Copy the records below exactly, leaving out any pictures.

DATASET CONTENT:
** Begin **

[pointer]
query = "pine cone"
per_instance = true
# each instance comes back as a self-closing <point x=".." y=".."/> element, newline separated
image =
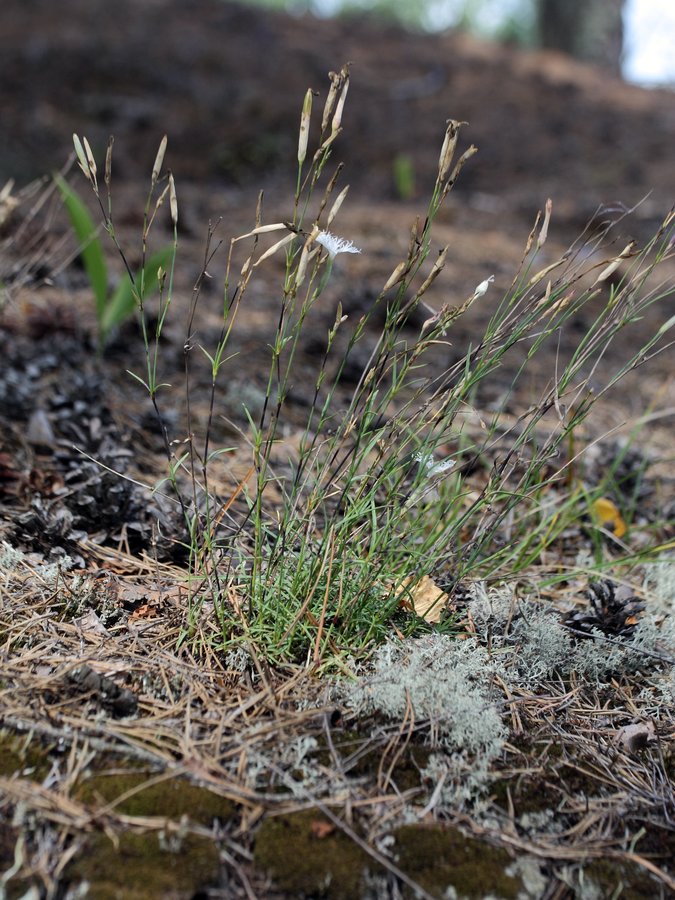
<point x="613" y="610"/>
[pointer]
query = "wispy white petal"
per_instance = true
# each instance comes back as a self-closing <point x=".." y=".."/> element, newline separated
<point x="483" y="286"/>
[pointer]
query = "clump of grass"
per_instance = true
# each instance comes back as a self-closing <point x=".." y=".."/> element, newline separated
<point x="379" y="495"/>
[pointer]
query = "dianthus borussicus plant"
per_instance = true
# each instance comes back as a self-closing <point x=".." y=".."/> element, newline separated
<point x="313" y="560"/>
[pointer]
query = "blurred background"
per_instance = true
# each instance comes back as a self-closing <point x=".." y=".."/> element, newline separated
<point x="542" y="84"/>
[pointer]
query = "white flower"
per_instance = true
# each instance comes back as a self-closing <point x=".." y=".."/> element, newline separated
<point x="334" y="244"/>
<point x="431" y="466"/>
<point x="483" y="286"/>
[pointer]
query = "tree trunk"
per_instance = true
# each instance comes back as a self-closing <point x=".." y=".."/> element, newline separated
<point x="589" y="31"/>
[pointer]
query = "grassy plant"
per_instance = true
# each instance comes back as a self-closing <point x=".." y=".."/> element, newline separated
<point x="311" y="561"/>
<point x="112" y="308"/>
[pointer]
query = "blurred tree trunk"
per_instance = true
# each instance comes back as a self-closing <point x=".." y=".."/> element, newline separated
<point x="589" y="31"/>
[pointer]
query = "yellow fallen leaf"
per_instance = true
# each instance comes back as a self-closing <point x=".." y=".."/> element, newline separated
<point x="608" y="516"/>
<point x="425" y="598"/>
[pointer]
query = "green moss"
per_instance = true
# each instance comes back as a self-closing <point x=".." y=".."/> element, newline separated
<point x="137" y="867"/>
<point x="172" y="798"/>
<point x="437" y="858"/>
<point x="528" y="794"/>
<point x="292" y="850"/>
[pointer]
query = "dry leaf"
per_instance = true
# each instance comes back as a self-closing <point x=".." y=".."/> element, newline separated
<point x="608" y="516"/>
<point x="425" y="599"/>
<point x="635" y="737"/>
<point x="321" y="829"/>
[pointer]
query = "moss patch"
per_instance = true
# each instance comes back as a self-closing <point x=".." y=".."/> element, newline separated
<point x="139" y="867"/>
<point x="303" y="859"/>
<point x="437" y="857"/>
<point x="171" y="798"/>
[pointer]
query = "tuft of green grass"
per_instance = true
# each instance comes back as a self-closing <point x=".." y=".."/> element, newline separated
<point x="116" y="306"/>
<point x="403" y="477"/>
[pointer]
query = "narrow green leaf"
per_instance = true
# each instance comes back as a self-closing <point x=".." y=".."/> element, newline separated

** End **

ANSWER BELOW:
[pointer]
query = "pine cone"
per_instance = true
# each instance comes back as a self-closing <point x=".." y=".."/> element, newline separated
image =
<point x="613" y="610"/>
[pointer]
query = "wispy white petal"
per_instance = true
# each instance comes back as a self-closing <point x=".." y=".."/> element, newline separated
<point x="483" y="286"/>
[pointer]
query = "clump of grass"
per_instance = true
# each instance comes back as a self-closing <point x=".." y=".."/> element, newline separated
<point x="379" y="495"/>
[pointer]
query = "dianthus borussicus plant"
per_instance = true
# each instance comes back as a self-closing <point x=".." y=".."/> element, newline separated
<point x="313" y="560"/>
[pointer]
query = "blurred background"
per_instance = true
# each instance comes back as a self-closing <point x=".." y=".."/> element, newline separated
<point x="542" y="84"/>
[pointer]
query = "white flower"
per_instance = true
# each instance comes back as a self-closing <point x=".." y=".."/> element, newline separated
<point x="334" y="244"/>
<point x="431" y="466"/>
<point x="483" y="286"/>
[pointer]
query = "tree trunk"
per_instance = true
# each instance comes back as a self-closing <point x=".." y=".."/> element, newline separated
<point x="589" y="31"/>
[pointer]
query = "grassy plant"
per_instance = true
# each instance comes back as a self-closing <point x=".." y=".."/> element, newline separated
<point x="311" y="561"/>
<point x="112" y="308"/>
[pointer]
query = "blurred tree trunk"
per_instance = true
# each instance comes back as a self-closing <point x=".." y=".."/> element, newline separated
<point x="589" y="31"/>
[pointer]
query = "yellow fallen leaf"
per_instance = true
# each instance comes back as a self-closing <point x=".." y=".."/> element, newline separated
<point x="608" y="516"/>
<point x="425" y="598"/>
[pointer]
query = "green moss"
per_instance = true
# each instance comes back as a self-closing <point x=".." y=".."/> element, newline separated
<point x="137" y="867"/>
<point x="172" y="798"/>
<point x="437" y="858"/>
<point x="528" y="794"/>
<point x="292" y="850"/>
[pointer]
query = "dry leaf"
per_instance = true
# each instance comes back as a self-closing <point x=".." y=".."/> element, newline separated
<point x="608" y="516"/>
<point x="425" y="599"/>
<point x="635" y="737"/>
<point x="321" y="829"/>
[pointer]
query = "moss patch"
per_instance = true
# each instance comes back as a self-closing <point x=".." y=".."/> element, newline separated
<point x="139" y="867"/>
<point x="303" y="859"/>
<point x="437" y="857"/>
<point x="171" y="798"/>
[pointer]
query = "tuft of green grass"
per_instance = true
# each instance comes back as a self-closing <point x=".." y=".."/> element, newline separated
<point x="116" y="306"/>
<point x="403" y="477"/>
[pointer]
query = "narrow green leaf"
per_instance = true
# each instance comes back as a self-closing <point x=".." y=".."/> element, newline separated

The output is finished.